**Task directions**
Copy out the lines below that hold the word "tree".

Exercise data Start Marker

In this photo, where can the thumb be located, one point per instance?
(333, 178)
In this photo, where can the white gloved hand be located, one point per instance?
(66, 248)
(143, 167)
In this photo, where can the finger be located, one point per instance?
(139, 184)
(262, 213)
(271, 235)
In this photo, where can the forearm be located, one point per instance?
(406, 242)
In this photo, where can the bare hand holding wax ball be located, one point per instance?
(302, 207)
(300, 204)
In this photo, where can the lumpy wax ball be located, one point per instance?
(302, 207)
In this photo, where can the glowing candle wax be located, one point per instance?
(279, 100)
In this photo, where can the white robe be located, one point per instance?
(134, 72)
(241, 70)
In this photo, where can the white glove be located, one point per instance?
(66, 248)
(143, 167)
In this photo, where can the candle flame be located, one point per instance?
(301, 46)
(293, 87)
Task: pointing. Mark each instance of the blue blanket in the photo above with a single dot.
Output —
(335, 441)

Exercise data End Marker
Exercise data Start Marker

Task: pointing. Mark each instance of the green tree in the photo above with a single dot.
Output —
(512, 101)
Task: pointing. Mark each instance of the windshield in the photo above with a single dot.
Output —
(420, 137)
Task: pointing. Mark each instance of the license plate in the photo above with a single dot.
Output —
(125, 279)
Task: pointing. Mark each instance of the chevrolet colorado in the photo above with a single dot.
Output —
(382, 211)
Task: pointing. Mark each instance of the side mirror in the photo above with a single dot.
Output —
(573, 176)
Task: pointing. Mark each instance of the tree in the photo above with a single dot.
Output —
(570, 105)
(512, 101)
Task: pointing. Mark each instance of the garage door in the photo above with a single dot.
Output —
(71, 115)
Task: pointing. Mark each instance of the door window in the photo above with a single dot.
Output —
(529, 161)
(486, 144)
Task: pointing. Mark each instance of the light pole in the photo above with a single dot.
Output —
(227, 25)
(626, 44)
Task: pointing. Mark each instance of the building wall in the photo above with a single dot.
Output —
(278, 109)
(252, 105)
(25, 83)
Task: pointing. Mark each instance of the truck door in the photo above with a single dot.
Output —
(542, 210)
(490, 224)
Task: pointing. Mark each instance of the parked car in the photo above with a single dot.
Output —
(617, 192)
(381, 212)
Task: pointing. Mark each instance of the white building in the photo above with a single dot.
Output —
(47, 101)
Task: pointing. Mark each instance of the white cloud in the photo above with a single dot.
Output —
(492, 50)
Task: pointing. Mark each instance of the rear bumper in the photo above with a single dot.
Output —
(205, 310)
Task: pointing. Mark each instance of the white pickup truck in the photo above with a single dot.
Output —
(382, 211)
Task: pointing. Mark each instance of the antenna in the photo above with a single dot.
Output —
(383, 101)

Exercise data End Marker

**The answer**
Task: pointing. Mark each instance of the green tree in the photo above with a single dot.
Task: pointing. Mark each instance of the tree in the photo above with a single dot.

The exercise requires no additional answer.